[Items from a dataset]
========================================

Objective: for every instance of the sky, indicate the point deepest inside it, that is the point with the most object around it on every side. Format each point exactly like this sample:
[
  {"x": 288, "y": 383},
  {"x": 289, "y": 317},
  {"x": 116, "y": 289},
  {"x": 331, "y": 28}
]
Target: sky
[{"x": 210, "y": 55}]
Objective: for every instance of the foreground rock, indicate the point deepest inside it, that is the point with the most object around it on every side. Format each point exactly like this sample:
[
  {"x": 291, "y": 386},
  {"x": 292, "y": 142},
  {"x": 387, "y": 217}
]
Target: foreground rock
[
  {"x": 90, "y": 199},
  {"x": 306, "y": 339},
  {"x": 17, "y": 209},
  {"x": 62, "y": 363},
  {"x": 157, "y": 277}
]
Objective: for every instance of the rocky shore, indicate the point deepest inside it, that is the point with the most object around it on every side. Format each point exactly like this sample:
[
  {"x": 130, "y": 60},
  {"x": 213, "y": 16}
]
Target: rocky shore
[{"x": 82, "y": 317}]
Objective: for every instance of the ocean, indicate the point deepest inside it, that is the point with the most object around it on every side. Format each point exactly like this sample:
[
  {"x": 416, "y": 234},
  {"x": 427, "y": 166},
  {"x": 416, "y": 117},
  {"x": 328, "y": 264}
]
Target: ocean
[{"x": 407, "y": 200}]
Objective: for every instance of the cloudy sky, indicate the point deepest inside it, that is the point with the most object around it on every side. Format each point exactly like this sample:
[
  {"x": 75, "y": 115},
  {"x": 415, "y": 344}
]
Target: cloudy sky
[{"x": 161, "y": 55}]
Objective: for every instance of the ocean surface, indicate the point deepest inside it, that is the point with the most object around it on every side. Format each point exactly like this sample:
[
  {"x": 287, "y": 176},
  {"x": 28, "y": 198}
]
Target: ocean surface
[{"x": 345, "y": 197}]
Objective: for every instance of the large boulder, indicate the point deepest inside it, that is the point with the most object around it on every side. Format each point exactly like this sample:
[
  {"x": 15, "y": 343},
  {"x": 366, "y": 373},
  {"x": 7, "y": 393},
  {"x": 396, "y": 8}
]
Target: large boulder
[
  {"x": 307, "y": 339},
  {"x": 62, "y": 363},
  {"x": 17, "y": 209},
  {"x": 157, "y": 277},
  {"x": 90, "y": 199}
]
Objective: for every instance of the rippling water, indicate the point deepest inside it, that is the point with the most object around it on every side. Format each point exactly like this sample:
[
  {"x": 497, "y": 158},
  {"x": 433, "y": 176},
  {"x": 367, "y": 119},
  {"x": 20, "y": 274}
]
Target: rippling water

========================================

**Problem to work on:** Please quote the records above exactly, without skipping a line.

**Solution to this problem:**
Objective: for every instance of the sky, indicate the point deepest inside it, that is the point with the most object around it on every side. Format each point exactly like this sample:
[
  {"x": 288, "y": 383},
  {"x": 289, "y": 317},
  {"x": 116, "y": 289},
  {"x": 331, "y": 28}
]
Target: sky
[{"x": 210, "y": 55}]
Objective: for every instance of the foreground rock, indicate the point deepest inside it, that is the point with the most object around it on every side. Format each point exactly like this sample:
[
  {"x": 291, "y": 386},
  {"x": 292, "y": 142},
  {"x": 387, "y": 217}
]
Target: foreground rock
[
  {"x": 90, "y": 199},
  {"x": 306, "y": 339},
  {"x": 17, "y": 209},
  {"x": 62, "y": 363},
  {"x": 157, "y": 277}
]
Objective: for every instance of the rocky shore, indicate the point deepest inside it, that is the point with the most object around it on every side. Format each point exactly like this sample:
[
  {"x": 130, "y": 60},
  {"x": 213, "y": 16}
]
Target: rocky shore
[{"x": 82, "y": 317}]
Objective: for every instance of the ocean, indicate the point deepest inside it, that is the point with the most object around it on every side. Format each point exactly like this sample:
[
  {"x": 416, "y": 234},
  {"x": 427, "y": 166},
  {"x": 416, "y": 117},
  {"x": 328, "y": 264}
]
Target: ocean
[{"x": 407, "y": 200}]
Objective: for every instance of the cloudy sky, indicate the point deepest inside it, that is the point with the most object around it on every side. Format each point exactly like this sample:
[
  {"x": 75, "y": 115},
  {"x": 415, "y": 344}
]
Target: cloudy sky
[{"x": 161, "y": 55}]
Objective: for every instance of the ocean surface, indicate the point deepest inside it, that is the point with the most object around it on every side. Format each point exactly like this sample:
[
  {"x": 287, "y": 176},
  {"x": 28, "y": 198}
]
Target: ocean surface
[{"x": 345, "y": 197}]
Objective: for every instance of the large boulder, indicate the point deepest inside it, that is the point with the most object around it on every side. Format each point exactly like this sample:
[
  {"x": 15, "y": 343},
  {"x": 366, "y": 373},
  {"x": 7, "y": 393},
  {"x": 396, "y": 8}
]
Target: large boulder
[
  {"x": 307, "y": 339},
  {"x": 62, "y": 363},
  {"x": 17, "y": 209},
  {"x": 157, "y": 277},
  {"x": 90, "y": 199}
]
Objective: for every instance of the rippling water, indicate the point deepest inside it, that is the point with the most object around it on every side. Format each point exactly like this sample:
[
  {"x": 497, "y": 158},
  {"x": 433, "y": 176},
  {"x": 367, "y": 119},
  {"x": 20, "y": 274}
]
Target: rippling water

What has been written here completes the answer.